> **Aim of the task**
Copy out each of the items below, putting "image" wherever "photo" appears and keeping everything else the same. Omit the pictures.

> **Task material**
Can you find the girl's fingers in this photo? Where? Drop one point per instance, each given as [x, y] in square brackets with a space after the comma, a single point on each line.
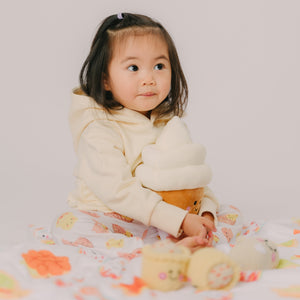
[210, 225]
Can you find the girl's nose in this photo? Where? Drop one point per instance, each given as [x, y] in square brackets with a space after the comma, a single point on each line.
[148, 80]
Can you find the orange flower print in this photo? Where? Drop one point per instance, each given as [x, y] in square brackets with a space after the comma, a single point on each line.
[99, 227]
[44, 263]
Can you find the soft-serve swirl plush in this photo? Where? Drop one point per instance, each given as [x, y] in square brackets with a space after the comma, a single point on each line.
[174, 162]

> **Result for this task**
Can you find the girl's fingers in this image? Where? Drop one point per instance, each given as [x, y] in square brackets with a space after the comma, a single point on each line.
[210, 225]
Can you find the girl's nose in this image? Where? Drop one point per instance, each given as [x, y] in square brackets with a space after the comma, a single point on each line.
[148, 80]
Can you find the orange flower print in this image? Where? Drop one point per instance, each given as [x, y] in square brackets with a space after the comma, a single point on each line.
[99, 227]
[44, 263]
Can you find the soft-serve swirl plush in this image? Where? Drop one point per instance, each given as [x, y] in square brackets with a space after the comma, a single point on each line.
[174, 162]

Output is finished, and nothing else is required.